Word for word, reproduce the records that follow.

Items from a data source
'''

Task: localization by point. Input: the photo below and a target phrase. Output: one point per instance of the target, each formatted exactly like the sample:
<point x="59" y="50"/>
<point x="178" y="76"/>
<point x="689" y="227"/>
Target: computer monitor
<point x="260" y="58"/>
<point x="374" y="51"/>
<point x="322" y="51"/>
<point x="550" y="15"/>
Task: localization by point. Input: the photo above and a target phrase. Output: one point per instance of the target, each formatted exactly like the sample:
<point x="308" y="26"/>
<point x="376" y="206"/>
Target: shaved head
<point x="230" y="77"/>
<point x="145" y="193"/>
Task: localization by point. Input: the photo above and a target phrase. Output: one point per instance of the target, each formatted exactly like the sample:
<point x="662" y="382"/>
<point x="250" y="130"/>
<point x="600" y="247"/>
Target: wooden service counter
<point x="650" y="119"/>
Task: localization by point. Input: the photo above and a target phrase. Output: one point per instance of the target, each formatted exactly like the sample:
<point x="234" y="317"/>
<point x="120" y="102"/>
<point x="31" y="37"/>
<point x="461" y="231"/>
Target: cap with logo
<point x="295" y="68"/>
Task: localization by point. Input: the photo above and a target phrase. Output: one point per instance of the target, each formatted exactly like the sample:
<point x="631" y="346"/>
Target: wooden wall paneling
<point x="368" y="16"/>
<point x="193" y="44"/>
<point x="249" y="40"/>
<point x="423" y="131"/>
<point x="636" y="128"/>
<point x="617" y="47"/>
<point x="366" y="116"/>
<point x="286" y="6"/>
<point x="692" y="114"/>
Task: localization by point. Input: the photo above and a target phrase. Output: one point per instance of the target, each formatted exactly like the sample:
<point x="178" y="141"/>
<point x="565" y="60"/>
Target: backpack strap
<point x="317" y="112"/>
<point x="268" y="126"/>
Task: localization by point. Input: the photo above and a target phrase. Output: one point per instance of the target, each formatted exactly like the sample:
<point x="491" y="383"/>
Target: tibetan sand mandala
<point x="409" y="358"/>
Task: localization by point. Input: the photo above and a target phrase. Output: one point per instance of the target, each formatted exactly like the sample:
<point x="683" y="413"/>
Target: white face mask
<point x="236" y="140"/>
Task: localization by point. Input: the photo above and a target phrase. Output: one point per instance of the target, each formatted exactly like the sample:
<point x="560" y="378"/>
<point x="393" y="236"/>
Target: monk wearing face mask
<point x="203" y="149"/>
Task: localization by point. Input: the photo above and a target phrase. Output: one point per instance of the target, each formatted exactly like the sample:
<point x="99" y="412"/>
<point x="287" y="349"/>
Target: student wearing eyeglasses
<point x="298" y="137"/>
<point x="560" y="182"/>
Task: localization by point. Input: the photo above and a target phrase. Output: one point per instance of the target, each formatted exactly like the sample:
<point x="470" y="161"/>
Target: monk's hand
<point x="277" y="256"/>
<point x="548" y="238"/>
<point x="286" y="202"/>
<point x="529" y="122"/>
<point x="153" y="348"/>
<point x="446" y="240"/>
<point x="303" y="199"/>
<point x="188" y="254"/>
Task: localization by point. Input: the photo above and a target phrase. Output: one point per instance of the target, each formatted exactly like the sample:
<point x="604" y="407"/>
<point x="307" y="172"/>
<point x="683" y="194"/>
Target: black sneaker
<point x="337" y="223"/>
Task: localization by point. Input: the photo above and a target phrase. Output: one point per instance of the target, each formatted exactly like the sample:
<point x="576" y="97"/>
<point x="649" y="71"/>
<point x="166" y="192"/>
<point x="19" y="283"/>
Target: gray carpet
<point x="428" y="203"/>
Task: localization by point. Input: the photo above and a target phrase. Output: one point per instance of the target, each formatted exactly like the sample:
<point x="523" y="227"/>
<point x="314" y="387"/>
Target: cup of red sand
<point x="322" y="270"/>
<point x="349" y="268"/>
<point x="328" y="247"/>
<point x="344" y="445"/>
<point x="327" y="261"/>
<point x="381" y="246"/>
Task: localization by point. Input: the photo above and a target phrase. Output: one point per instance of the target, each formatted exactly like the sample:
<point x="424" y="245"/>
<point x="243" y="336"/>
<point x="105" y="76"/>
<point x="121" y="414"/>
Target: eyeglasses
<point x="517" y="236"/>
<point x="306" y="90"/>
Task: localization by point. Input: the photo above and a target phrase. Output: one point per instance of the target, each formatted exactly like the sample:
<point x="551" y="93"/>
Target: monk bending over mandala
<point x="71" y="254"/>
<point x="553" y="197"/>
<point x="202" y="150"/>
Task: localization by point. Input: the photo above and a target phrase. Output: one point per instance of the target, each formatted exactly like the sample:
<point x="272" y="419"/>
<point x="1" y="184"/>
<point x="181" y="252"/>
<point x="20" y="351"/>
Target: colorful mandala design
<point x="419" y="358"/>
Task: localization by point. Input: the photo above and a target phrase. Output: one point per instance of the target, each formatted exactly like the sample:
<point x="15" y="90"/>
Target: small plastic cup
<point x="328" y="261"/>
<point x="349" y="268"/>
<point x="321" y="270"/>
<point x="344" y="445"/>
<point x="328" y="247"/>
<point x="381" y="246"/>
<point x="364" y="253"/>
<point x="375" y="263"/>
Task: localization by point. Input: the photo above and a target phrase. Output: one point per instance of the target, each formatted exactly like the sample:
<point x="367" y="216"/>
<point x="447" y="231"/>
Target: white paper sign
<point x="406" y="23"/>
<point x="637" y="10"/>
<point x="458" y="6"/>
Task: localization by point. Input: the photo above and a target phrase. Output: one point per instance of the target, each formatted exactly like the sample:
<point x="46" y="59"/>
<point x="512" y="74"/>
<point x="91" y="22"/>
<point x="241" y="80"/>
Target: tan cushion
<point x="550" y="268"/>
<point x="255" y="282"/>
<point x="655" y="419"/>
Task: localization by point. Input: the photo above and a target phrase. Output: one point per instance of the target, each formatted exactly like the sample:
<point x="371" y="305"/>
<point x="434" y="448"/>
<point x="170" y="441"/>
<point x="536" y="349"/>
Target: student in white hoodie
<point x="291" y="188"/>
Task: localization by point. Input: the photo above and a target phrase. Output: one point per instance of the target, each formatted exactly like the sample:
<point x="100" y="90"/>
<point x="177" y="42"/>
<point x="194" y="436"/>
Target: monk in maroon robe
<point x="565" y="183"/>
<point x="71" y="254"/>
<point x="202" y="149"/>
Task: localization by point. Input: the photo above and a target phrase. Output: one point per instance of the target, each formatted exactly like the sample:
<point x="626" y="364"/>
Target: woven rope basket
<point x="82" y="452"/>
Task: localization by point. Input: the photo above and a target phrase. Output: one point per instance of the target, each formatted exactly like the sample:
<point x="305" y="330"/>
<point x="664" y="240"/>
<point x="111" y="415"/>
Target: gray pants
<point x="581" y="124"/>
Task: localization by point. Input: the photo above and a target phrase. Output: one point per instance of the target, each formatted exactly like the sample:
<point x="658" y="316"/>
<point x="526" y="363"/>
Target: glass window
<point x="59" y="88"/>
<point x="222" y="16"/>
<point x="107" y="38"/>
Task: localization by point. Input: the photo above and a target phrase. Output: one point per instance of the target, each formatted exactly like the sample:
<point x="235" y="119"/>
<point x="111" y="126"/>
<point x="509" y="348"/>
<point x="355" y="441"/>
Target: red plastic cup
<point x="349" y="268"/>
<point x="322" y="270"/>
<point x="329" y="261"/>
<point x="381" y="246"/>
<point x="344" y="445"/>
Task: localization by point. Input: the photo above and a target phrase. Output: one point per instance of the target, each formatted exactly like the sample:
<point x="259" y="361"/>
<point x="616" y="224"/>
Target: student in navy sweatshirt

'''

◆ FINAL ANSWER ◆
Task: localization by point. Input: the photo below and a target phrase. Output: one point per instance of the target, each formatted exactly like the sample:
<point x="59" y="50"/>
<point x="178" y="76"/>
<point x="689" y="227"/>
Target: computer monitor
<point x="260" y="58"/>
<point x="374" y="51"/>
<point x="322" y="51"/>
<point x="550" y="15"/>
Task: localization by point. Input: the photo above and a target phrase. Output: one point per instance of the target, each formatted exactly like the sample:
<point x="308" y="26"/>
<point x="376" y="206"/>
Target: shaved head
<point x="230" y="77"/>
<point x="145" y="193"/>
Task: localization by point. Input: the photo above and a target phrase. Output: one point per instance of the target, each formatted exactly like the sample:
<point x="662" y="382"/>
<point x="250" y="130"/>
<point x="600" y="247"/>
Target: wooden service counter
<point x="650" y="119"/>
Task: localization by point. Input: the photo above and a target phrase. Output: one point per instance of the target, each formatted exactly like the sample:
<point x="234" y="317"/>
<point x="120" y="102"/>
<point x="31" y="37"/>
<point x="461" y="231"/>
Target: cap with logo
<point x="295" y="68"/>
Task: localization by point. Input: the photo above and a target phrase. Output: one point per instance of the target, each formatted exactly like the sample:
<point x="631" y="346"/>
Target: wooden wall paneling
<point x="368" y="16"/>
<point x="193" y="44"/>
<point x="249" y="40"/>
<point x="423" y="131"/>
<point x="636" y="128"/>
<point x="617" y="47"/>
<point x="366" y="116"/>
<point x="286" y="6"/>
<point x="692" y="114"/>
Task: localization by point. Input: the photo above and a target phrase. Output: one point per instance of the target, each formatted exactly like the sample:
<point x="178" y="141"/>
<point x="565" y="60"/>
Target: backpack strap
<point x="317" y="112"/>
<point x="268" y="126"/>
Task: localization by point. Input: the photo above and a target phrase. Output: one point per instance of the target, each formatted exactly like the sample:
<point x="491" y="383"/>
Target: tibetan sand mandala
<point x="409" y="358"/>
Task: localization by point. Input: the photo above and a target phrase. Output: one point per instance of the target, each formatted exactly like the sample:
<point x="683" y="413"/>
Target: white face mask
<point x="236" y="140"/>
Task: localization by point. Input: the photo above and a target phrase. Output: one point per instance of the target, each formatted exactly like the sample:
<point x="560" y="378"/>
<point x="393" y="236"/>
Target: monk wearing face mask
<point x="203" y="149"/>
Task: localization by point. Input: the photo above and a target phrase. Output: one point per instance of the target, each formatted exactly like the sample:
<point x="99" y="412"/>
<point x="287" y="349"/>
Target: student wearing eyeglasses
<point x="298" y="137"/>
<point x="560" y="182"/>
Task: localization by point. Input: the photo above and a target phrase. Output: one point per instance of the target, each formatted exactly like the sample:
<point x="470" y="161"/>
Target: monk's hand
<point x="277" y="256"/>
<point x="548" y="238"/>
<point x="286" y="202"/>
<point x="529" y="122"/>
<point x="153" y="348"/>
<point x="446" y="240"/>
<point x="303" y="199"/>
<point x="188" y="254"/>
Task: localization by point. Input: the photo above and a target phrase. Output: one point per instance of the target, each formatted exactly like the sample:
<point x="604" y="407"/>
<point x="307" y="172"/>
<point x="683" y="194"/>
Target: black sneaker
<point x="337" y="223"/>
Task: localization by point. Input: the photo above and a target phrase. Output: one point per instance of the target, each formatted exactly like the sample:
<point x="576" y="97"/>
<point x="649" y="71"/>
<point x="166" y="192"/>
<point x="19" y="283"/>
Target: gray carpet
<point x="428" y="203"/>
Task: localization by point. Input: the photo above and a target phrase. Output: one point per instance of the target, each formatted exactly like the sample:
<point x="523" y="227"/>
<point x="314" y="387"/>
Target: cup of red sand
<point x="322" y="270"/>
<point x="349" y="268"/>
<point x="328" y="247"/>
<point x="344" y="445"/>
<point x="327" y="261"/>
<point x="381" y="246"/>
Task: localization by point. Input: the photo above and a target phrase. Output: one point per instance of the target, each formatted exactly like the sample:
<point x="424" y="245"/>
<point x="243" y="336"/>
<point x="105" y="76"/>
<point x="121" y="414"/>
Target: eyeglasses
<point x="517" y="236"/>
<point x="306" y="90"/>
Task: localization by point. Input: the photo above and a target phrase. Output: one point per instance of the target, each formatted exactly like the sample:
<point x="551" y="93"/>
Target: monk bending over mandala
<point x="71" y="254"/>
<point x="553" y="197"/>
<point x="202" y="150"/>
Task: localization by point. Input: the photo above and a target phrase. Output: one point per instance of the target, each formatted exactly like the sample:
<point x="272" y="419"/>
<point x="1" y="184"/>
<point x="181" y="252"/>
<point x="20" y="351"/>
Target: colorful mandala design
<point x="419" y="358"/>
Task: localization by point. Input: the photo above and a target phrase. Output: one point per instance of the target, each formatted exactly like the sample:
<point x="15" y="90"/>
Target: small plastic cup
<point x="328" y="261"/>
<point x="349" y="268"/>
<point x="321" y="270"/>
<point x="344" y="445"/>
<point x="328" y="247"/>
<point x="381" y="246"/>
<point x="364" y="253"/>
<point x="375" y="263"/>
Task: localization by point. Input: the photo above and a target phrase. Output: one point per instance of the target, each formatted exactly like the sample:
<point x="367" y="216"/>
<point x="447" y="231"/>
Target: white paper sign
<point x="406" y="23"/>
<point x="637" y="10"/>
<point x="458" y="6"/>
Task: localization by point. Input: the photo above and a target phrase. Output: one point per instance of the target, each formatted exactly like the sample:
<point x="46" y="59"/>
<point x="512" y="74"/>
<point x="91" y="22"/>
<point x="241" y="80"/>
Target: tan cushion
<point x="550" y="268"/>
<point x="255" y="282"/>
<point x="655" y="419"/>
Task: localization by point. Input: the photo above and a target phrase. Output: one point per instance of the target, each formatted exactly like the sample:
<point x="371" y="305"/>
<point x="434" y="448"/>
<point x="170" y="441"/>
<point x="536" y="349"/>
Target: student in white hoodie
<point x="291" y="188"/>
Task: localization by point. Input: the photo above and a target phrase. Output: one point per instance of the target, each formatted exactly like the sample:
<point x="100" y="90"/>
<point x="177" y="42"/>
<point x="194" y="436"/>
Target: monk in maroon robe
<point x="565" y="183"/>
<point x="71" y="254"/>
<point x="202" y="149"/>
Task: localization by point. Input: the photo above and a target phrase. Output: one point per instance of the target, each formatted exactly like the sample:
<point x="626" y="364"/>
Target: woven rope basket
<point x="82" y="452"/>
Task: localization by point. Input: the photo above and a target phrase. Output: one point per instance of the target, each formatted exactly like the sample:
<point x="305" y="330"/>
<point x="664" y="240"/>
<point x="111" y="415"/>
Target: gray pants
<point x="581" y="124"/>
Task: localization by point. Input: the photo above and a target phrase. Output: one point per instance of the target, each formatted exactly like the sample:
<point x="658" y="316"/>
<point x="526" y="363"/>
Target: glass window
<point x="59" y="88"/>
<point x="222" y="16"/>
<point x="107" y="38"/>
Task: localization by point. Input: the photo above and a target phrase. Output: one point per instance of the target, each formatted exactly like the sample:
<point x="235" y="119"/>
<point x="111" y="126"/>
<point x="509" y="348"/>
<point x="355" y="441"/>
Target: red plastic cup
<point x="349" y="268"/>
<point x="322" y="270"/>
<point x="329" y="261"/>
<point x="381" y="246"/>
<point x="344" y="445"/>
Task: localization by point. Input: the photo above and a target phrase. Output: one point per instance of the target, each formatted exactly like the sample:
<point x="259" y="361"/>
<point x="616" y="224"/>
Target: student in navy sweatshirt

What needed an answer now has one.